──────── INPUT
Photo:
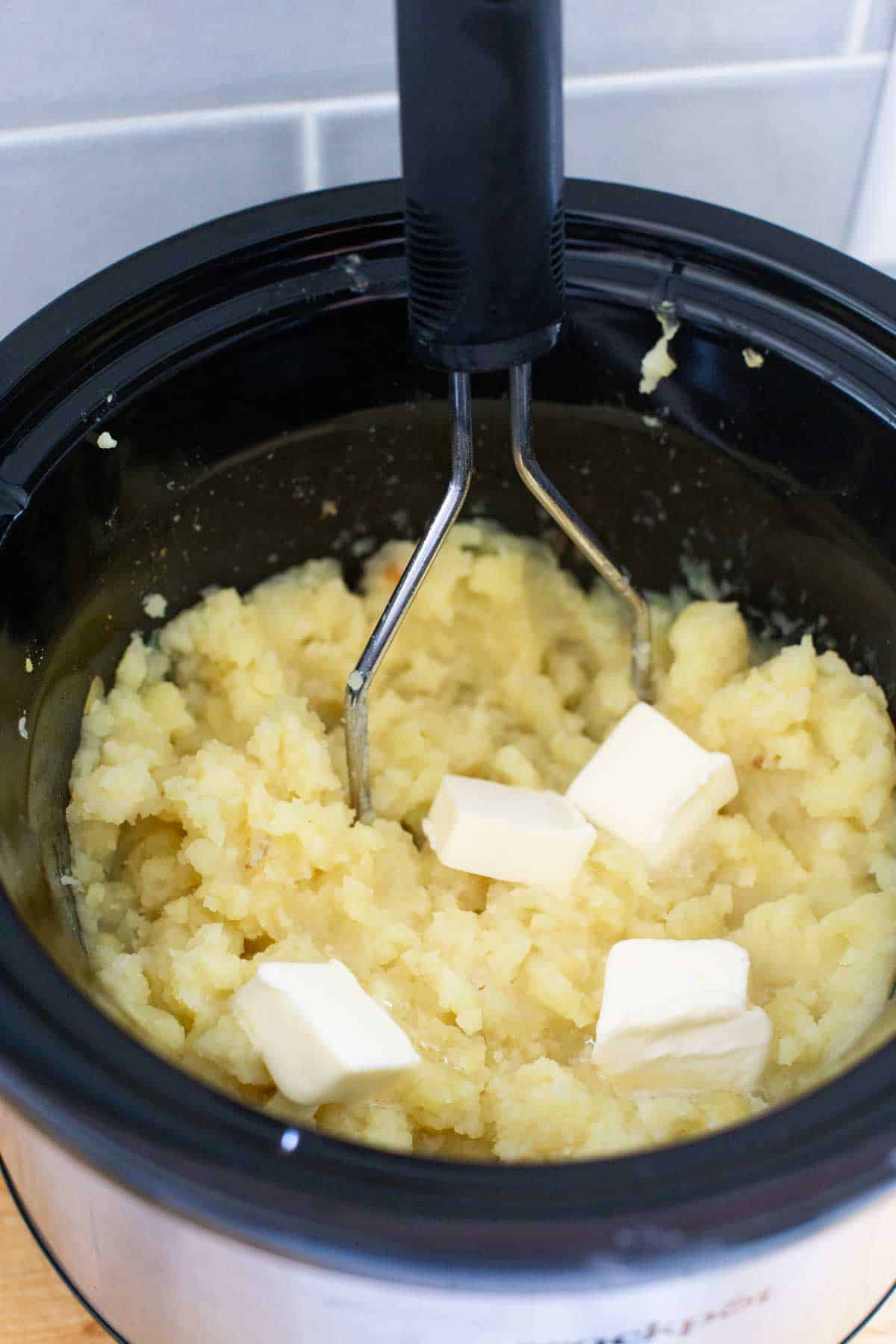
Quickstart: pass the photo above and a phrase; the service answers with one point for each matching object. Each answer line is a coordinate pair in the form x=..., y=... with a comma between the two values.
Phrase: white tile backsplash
x=97, y=58
x=125, y=120
x=788, y=147
x=359, y=146
x=84, y=199
x=63, y=60
x=882, y=22
x=606, y=35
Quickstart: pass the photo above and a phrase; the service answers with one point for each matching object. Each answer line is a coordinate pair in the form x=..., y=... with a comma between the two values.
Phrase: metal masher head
x=430, y=544
x=481, y=104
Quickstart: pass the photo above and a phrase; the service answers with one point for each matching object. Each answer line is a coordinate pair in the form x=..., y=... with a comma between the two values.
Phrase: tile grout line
x=314, y=109
x=682, y=75
x=311, y=151
x=857, y=27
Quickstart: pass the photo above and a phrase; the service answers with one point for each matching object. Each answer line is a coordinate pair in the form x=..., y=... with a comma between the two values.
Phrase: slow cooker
x=249, y=370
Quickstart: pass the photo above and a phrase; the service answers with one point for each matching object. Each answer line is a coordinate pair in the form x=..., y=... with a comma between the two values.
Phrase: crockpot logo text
x=679, y=1330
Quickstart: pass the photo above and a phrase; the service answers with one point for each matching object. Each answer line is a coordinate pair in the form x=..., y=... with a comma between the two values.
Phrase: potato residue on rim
x=211, y=831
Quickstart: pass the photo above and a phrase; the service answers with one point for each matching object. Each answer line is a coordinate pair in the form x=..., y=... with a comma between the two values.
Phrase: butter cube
x=529, y=836
x=653, y=786
x=321, y=1036
x=675, y=1018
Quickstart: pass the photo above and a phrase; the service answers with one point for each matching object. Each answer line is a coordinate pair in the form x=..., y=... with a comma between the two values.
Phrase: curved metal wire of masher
x=430, y=544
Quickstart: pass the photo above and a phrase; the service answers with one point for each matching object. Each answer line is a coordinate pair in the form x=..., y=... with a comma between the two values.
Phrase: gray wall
x=127, y=120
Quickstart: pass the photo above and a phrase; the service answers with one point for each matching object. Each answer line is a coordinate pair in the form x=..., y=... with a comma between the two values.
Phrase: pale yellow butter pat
x=527, y=836
x=659, y=363
x=675, y=1018
x=320, y=1034
x=653, y=786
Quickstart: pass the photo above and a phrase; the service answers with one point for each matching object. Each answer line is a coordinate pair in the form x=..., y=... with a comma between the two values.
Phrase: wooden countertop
x=35, y=1308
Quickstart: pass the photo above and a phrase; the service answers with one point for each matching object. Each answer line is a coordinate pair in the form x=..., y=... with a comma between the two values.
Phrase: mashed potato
x=211, y=833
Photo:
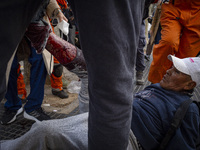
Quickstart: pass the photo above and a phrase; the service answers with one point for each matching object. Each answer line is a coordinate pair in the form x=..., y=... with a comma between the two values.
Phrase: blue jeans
x=140, y=66
x=37, y=81
x=109, y=33
x=12, y=31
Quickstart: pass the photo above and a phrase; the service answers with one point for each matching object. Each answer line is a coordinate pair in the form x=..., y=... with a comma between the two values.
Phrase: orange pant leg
x=56, y=81
x=190, y=39
x=169, y=43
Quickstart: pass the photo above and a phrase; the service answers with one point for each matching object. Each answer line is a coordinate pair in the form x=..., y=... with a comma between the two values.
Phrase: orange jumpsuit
x=180, y=35
x=56, y=82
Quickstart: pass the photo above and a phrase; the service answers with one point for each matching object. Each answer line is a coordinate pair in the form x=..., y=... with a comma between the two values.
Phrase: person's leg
x=21, y=87
x=12, y=30
x=37, y=82
x=140, y=66
x=56, y=80
x=13, y=104
x=169, y=43
x=109, y=36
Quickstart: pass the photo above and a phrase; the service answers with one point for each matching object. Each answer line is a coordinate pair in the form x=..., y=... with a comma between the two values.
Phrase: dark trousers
────────────────
• [WORK TO BE COMPLETED] Return all of the material above verbatim, line for line, omitting the pictures.

• [RESULT FOR THIS EXERCISE]
Photo:
Quickstart: pass the photo above and a phrase; the service answers with one point for each matching object. Each answer line is a coordinate pair in the form x=..., y=... with a comma between the two values.
Phrase: white tile backsplash
x=97, y=58
x=125, y=120
x=788, y=147
x=359, y=146
x=84, y=199
x=63, y=60
x=882, y=22
x=606, y=35
Quickstart: pass the photo above and a phrase; the service answers with one point for each matching object. Each answer line is a coordinate pair in the form x=..., y=... with a comma between the two values.
Phrase: metal masher head
x=430, y=544
x=481, y=104
Quickstart: pass the photo above and a phrase; the service answers with one point for each matching object. Each answer line is a coordinate pair in the form x=..., y=... with a comma between the two values.
Phrase: tile grout line
x=314, y=109
x=682, y=75
x=311, y=151
x=857, y=27
Quickstart: pass the photo above and a phrase; the service answers with one point for each matching object. Each answer line is a coordinate pair in the form x=..., y=... with a comma between the two values.
Phrase: slow cooker
x=249, y=370
Quickstart: pass the photo above and a phrase; the service answers with one point for each matching object. Each answer line is a coordinate pair in the form x=..., y=... with a comma between the two values.
Phrase: crockpot logo text
x=679, y=1330
Quickstart: pass the photo above and a phrase; the service answers with one point for each matching object. Each answer line is a coordinate pair in the form x=..., y=... with a comma between the two values.
Phrase: potato residue on rim
x=211, y=831
Quickstart: pass the photo above and a phrase; the service answers with one point for each matching object. Each answer line is a coordinate pair in the form x=..., y=... with a comma between the two values.
Phrase: butter cube
x=529, y=836
x=653, y=786
x=321, y=1036
x=675, y=1018
Quickstart: pass the photo above and a phrase; the service answers with one point for each matching object. Each answer line is a coordinate pair in the form x=..., y=... with a comma between the two values.
Phrase: curved metal wire of masher
x=430, y=544
Quickstart: pass the photo above and a phrase; the service answers with one point for each matching object. Each answer line is a coordinate pair in the form x=..., y=... with a comma between the two values.
Phrase: gray wall
x=127, y=120
Quickstart: pass the photo above and a phrase; the service answers with one point for each matching object. Each answer line is a coordinate pair in the form x=..., y=... with a comma between the two values.
Phrase: pale yellow butter pat
x=527, y=836
x=659, y=363
x=675, y=1018
x=320, y=1034
x=653, y=786
Quickstart: pass the photo above and a phrase; the service answers with one point for each matching object. Each answer line is a coordinate pair in the form x=..., y=... with a comma between the two values.
Phrase: wooden countertop
x=35, y=1308
Quickstart: pass the photo above and a phrase; the service answers with one point for each matching object. Each answer line is a coordinate pair in the form x=..., y=... with a comma between the two values.
Phrase: mashed potato
x=211, y=833
Photo:
Quickstart: pass the photo above and a phrase; the service answers with one point for each matching object. Each answer line is a coordinate pair in the form x=..., y=... with a comma between the two values.
Phrase: blue jeans
x=140, y=66
x=37, y=81
x=109, y=33
x=12, y=31
Quickstart: pass the photo above and a phrase; the service answers with one point for each matching object. Each answer line is a coordinate pair in the form x=..., y=... with a comma between the two values.
Phrase: orange pant leg
x=56, y=81
x=190, y=39
x=169, y=43
Quickstart: pass the photo above and a phrase; the service answers with one point for each matching object. Each answer line is a coordinate pair in the form x=..., y=... with a comma between the two values.
Phrase: orange jumpsuit
x=180, y=35
x=56, y=82
Quickstart: pass the photo above and a phrase; the service answers with one point for each matching object. Each answer line is a coordinate pair in the form x=..., y=... with a comma between the two values.
Phrase: person's leg
x=21, y=87
x=12, y=30
x=37, y=82
x=140, y=66
x=56, y=80
x=13, y=104
x=169, y=43
x=109, y=36
Quickstart: pass the photo above and a phrase; the service answers with one point for each matching object. Each answer line is a coordinate pair in the form x=..., y=... with a comma between the two values.
Phrase: dark trousers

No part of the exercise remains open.